- WHAT TO PRODUCE: Find each line of the material below in which the word "instance" occurs, and return it.

- SOURCE DATA:
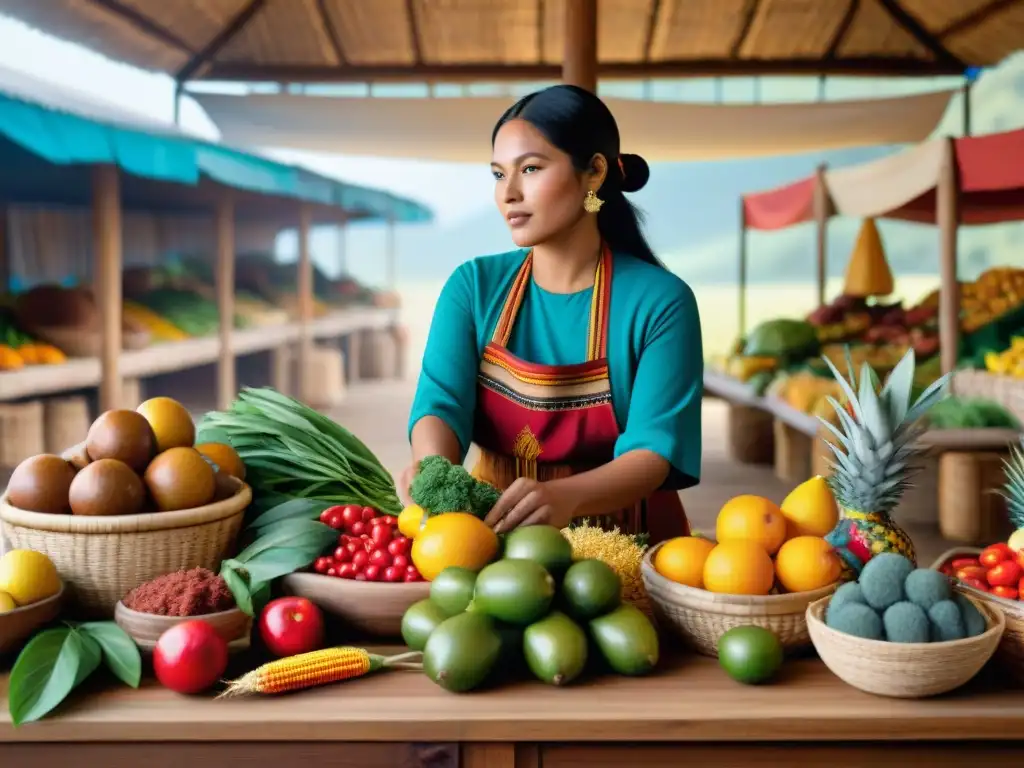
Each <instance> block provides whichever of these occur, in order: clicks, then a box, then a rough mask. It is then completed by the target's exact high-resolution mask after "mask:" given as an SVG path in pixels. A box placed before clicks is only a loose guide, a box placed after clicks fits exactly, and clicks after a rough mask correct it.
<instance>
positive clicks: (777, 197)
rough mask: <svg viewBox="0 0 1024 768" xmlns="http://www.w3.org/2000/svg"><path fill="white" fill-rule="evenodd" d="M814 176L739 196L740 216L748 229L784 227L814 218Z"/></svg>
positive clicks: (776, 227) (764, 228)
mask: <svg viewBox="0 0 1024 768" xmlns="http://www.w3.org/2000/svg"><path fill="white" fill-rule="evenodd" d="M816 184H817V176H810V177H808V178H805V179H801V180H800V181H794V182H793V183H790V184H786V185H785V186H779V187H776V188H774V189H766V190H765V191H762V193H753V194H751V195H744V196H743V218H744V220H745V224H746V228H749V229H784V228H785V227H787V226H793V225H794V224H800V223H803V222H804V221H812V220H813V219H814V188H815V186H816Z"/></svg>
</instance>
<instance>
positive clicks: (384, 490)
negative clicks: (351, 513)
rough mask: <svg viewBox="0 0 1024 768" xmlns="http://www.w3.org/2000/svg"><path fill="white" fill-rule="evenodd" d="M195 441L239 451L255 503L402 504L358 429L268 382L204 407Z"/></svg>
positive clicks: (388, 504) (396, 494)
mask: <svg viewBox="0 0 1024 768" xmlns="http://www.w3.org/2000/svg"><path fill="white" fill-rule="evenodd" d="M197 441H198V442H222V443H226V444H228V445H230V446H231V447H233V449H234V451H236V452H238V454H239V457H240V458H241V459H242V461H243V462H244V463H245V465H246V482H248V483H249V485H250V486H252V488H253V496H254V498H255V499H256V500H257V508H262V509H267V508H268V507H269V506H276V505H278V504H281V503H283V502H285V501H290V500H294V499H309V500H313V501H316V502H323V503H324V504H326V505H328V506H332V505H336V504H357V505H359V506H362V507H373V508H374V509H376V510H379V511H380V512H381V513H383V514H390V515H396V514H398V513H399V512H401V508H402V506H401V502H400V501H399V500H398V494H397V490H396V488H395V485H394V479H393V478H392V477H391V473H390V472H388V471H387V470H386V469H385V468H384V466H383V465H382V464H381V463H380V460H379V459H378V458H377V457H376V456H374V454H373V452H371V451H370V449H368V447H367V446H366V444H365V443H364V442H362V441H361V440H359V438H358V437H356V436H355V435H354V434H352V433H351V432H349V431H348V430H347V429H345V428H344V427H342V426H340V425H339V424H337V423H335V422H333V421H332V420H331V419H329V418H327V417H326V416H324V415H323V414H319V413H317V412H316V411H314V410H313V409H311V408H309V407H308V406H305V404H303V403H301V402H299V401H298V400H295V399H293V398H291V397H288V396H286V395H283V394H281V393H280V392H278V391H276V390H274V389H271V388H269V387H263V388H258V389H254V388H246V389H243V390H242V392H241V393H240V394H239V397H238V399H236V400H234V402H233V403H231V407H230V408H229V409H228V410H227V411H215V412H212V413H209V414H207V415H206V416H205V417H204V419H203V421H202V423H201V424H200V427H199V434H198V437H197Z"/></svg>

- ANSWER SECTION:
Each <instance> block provides whichever of these occur, in order: clicks, then a box, then a rough mask. It is then completed by the target's exact high-resolution mask after "mask:" given as an SVG path in pixels. A box placed before clicks is only a loose guide, a box placed after clicks fits exactly, and clicks after a rough mask correct it.
<instance>
</instance>
<instance>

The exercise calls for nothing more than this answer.